● RECORDS FOR THIS TASK:
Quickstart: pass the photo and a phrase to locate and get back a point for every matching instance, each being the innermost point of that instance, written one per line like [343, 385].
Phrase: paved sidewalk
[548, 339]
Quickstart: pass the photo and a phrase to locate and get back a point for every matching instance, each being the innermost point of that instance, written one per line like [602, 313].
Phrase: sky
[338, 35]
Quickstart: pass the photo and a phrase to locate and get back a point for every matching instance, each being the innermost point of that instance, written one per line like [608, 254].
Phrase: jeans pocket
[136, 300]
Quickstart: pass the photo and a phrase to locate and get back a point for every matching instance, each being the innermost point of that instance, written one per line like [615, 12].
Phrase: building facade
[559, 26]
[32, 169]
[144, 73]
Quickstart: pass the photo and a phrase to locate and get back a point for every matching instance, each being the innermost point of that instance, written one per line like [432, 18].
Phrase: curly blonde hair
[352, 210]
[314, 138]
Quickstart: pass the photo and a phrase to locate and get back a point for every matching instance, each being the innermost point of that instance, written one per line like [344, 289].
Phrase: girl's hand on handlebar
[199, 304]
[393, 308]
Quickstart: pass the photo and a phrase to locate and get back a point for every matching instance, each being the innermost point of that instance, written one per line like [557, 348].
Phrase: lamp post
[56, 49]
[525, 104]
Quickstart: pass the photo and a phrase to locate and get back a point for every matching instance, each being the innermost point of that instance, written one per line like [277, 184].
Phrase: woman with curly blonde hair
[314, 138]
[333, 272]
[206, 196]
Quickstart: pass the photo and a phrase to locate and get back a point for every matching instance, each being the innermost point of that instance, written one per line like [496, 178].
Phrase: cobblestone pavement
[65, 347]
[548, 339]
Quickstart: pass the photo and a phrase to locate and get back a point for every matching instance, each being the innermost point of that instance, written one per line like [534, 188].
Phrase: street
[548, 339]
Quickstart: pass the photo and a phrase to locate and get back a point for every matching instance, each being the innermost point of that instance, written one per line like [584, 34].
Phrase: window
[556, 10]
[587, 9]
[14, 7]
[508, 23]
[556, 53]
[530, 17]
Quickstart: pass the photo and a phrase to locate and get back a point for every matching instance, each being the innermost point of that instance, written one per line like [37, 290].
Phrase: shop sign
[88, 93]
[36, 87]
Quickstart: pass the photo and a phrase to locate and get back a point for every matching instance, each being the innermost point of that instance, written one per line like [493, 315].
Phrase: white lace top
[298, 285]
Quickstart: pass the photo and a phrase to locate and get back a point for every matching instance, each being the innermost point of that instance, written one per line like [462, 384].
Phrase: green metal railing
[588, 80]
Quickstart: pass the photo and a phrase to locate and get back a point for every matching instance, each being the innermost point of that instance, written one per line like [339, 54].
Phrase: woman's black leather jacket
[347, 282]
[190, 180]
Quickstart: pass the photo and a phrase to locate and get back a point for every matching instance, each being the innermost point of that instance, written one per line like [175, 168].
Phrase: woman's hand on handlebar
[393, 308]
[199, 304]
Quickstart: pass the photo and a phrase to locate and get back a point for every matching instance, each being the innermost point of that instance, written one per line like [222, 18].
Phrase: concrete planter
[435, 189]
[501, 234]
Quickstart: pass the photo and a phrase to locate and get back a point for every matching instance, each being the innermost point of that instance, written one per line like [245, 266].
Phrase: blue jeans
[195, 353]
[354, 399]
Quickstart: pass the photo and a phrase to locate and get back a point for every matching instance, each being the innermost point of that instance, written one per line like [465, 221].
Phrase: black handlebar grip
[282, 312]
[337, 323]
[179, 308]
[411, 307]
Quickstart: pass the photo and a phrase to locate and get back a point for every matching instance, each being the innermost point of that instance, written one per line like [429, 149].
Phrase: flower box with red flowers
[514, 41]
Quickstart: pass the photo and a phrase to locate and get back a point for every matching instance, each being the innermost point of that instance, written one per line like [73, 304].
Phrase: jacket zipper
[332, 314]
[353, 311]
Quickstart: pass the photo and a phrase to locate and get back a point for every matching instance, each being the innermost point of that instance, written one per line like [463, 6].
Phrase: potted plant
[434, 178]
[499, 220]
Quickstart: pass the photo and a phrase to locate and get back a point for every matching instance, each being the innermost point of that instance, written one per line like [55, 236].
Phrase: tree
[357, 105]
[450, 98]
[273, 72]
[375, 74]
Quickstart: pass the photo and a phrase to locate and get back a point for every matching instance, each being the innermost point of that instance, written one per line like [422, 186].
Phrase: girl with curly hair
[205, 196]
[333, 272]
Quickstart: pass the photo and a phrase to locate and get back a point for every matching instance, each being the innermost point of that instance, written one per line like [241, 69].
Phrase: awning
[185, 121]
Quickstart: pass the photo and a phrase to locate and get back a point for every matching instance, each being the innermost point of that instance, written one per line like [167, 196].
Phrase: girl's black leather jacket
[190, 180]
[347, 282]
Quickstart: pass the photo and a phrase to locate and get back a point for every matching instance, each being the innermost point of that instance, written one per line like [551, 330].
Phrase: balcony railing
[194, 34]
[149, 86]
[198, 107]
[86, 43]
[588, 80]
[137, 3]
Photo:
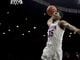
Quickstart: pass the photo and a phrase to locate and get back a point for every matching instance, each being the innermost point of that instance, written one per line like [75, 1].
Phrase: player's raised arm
[65, 24]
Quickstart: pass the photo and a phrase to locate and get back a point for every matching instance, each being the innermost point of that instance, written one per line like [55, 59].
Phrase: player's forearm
[49, 22]
[72, 28]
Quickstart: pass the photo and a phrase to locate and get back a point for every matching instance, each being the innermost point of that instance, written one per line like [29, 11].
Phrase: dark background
[19, 44]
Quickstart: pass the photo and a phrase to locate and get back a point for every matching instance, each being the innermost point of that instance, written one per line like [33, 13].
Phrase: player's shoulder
[61, 24]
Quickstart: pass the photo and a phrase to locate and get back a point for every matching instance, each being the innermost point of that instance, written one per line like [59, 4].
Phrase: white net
[16, 2]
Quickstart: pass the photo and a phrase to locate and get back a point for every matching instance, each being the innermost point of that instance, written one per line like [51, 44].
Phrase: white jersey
[55, 35]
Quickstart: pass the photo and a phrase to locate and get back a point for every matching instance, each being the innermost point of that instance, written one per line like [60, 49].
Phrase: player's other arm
[65, 24]
[49, 22]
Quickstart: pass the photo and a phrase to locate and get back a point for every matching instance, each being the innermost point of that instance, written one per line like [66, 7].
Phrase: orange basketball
[51, 9]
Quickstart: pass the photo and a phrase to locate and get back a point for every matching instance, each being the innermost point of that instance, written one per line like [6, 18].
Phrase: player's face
[56, 15]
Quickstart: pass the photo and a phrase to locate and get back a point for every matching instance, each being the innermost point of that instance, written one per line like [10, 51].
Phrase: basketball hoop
[16, 2]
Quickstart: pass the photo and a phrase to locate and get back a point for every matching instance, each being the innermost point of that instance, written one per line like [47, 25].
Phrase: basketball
[51, 9]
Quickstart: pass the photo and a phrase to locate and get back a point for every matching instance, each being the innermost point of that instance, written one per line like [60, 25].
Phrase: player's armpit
[69, 26]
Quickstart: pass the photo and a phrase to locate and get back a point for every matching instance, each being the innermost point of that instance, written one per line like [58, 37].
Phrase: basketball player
[53, 49]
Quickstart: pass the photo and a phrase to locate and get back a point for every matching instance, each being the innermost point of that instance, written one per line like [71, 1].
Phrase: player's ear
[61, 24]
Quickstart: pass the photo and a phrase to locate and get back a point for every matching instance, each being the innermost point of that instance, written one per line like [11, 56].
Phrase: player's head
[56, 15]
[53, 11]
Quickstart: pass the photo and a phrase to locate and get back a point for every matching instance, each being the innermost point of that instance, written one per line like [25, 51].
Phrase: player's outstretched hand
[78, 31]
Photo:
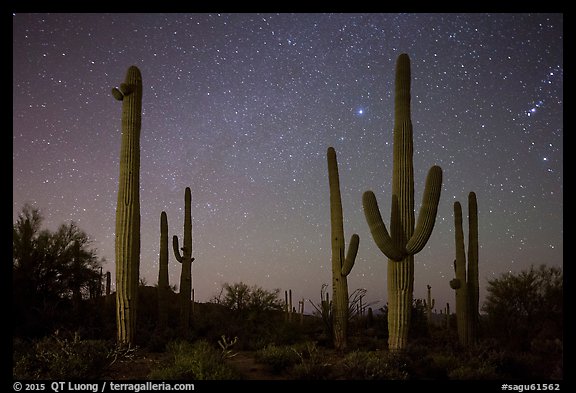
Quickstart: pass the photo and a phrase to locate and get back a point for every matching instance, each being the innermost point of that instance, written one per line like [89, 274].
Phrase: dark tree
[51, 271]
[524, 307]
[242, 298]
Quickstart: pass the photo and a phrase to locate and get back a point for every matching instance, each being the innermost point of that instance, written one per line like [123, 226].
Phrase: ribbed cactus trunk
[128, 207]
[466, 281]
[163, 281]
[108, 283]
[404, 240]
[429, 305]
[186, 260]
[341, 265]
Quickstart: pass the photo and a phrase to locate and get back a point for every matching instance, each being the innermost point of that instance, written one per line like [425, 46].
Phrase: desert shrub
[61, 358]
[314, 363]
[279, 358]
[194, 361]
[362, 365]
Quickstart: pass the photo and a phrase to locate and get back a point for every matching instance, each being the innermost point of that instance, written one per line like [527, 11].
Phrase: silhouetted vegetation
[65, 328]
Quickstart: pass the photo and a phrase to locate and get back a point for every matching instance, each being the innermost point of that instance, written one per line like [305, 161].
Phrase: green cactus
[429, 305]
[341, 266]
[404, 240]
[127, 244]
[466, 281]
[163, 280]
[186, 260]
[108, 283]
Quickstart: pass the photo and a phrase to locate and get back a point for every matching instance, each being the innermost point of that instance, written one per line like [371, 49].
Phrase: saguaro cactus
[404, 240]
[429, 305]
[127, 242]
[340, 266]
[466, 281]
[163, 280]
[186, 260]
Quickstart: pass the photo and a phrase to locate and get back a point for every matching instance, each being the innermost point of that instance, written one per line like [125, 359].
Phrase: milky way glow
[241, 108]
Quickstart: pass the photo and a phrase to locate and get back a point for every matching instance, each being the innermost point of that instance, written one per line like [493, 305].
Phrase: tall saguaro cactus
[466, 281]
[186, 260]
[127, 242]
[404, 240]
[429, 305]
[341, 266]
[163, 281]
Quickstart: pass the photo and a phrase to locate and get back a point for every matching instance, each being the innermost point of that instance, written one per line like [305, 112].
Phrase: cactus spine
[429, 305]
[404, 240]
[466, 281]
[163, 281]
[186, 260]
[127, 243]
[341, 266]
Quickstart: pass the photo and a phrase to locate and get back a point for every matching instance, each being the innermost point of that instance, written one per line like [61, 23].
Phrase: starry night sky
[242, 108]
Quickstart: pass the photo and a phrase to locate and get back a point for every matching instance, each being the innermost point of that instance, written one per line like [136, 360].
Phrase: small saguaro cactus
[404, 240]
[466, 282]
[108, 283]
[429, 305]
[341, 266]
[127, 242]
[163, 279]
[186, 260]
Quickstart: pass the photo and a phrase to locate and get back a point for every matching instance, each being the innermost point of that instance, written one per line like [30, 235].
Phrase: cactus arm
[176, 248]
[428, 210]
[351, 255]
[378, 228]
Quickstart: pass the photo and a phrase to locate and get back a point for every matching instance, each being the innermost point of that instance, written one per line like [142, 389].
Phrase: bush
[314, 364]
[197, 361]
[361, 365]
[278, 358]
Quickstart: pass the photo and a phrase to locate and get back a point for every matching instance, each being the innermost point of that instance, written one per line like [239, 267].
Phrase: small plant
[313, 364]
[361, 365]
[279, 358]
[57, 357]
[226, 344]
[198, 361]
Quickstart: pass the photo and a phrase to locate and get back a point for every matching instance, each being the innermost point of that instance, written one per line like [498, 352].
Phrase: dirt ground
[142, 364]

● WHAT NEEDS TO BE DONE:
Print, please, the lines from the first line of the material through the line that contains "like [432, 18].", exactly as written and with nothing added.

● EXERCISE OUTPUT:
Quickstart: pass the photo and a phrase to locate and get back a point for every matching instance, each being the innermost point of that instance, written one per line like [343, 385].
Phrase: paved sidewalk
[548, 339]
Quickstart: pass the photo and a phrase to locate and get back a point for every matching instance, each being the innermost point of that instance, written one per line like [602, 313].
Phrase: sky
[338, 35]
Quickstart: pass the photo and a phrase to locate and get back a point for every matching instance, each being the innermost point of that instance, written one per line like [608, 254].
Phrase: jeans pocket
[136, 300]
Quickstart: pass the photo and a phrase to locate and get back a point for every matching instance, each being the innermost point of that instance, written one per line like [615, 12].
Phrase: building facade
[559, 26]
[32, 169]
[144, 73]
Quickstart: pass the photo and a phrase to locate and get back a point for every matching instance, each being the innermost point of that instance, written one per line like [432, 18].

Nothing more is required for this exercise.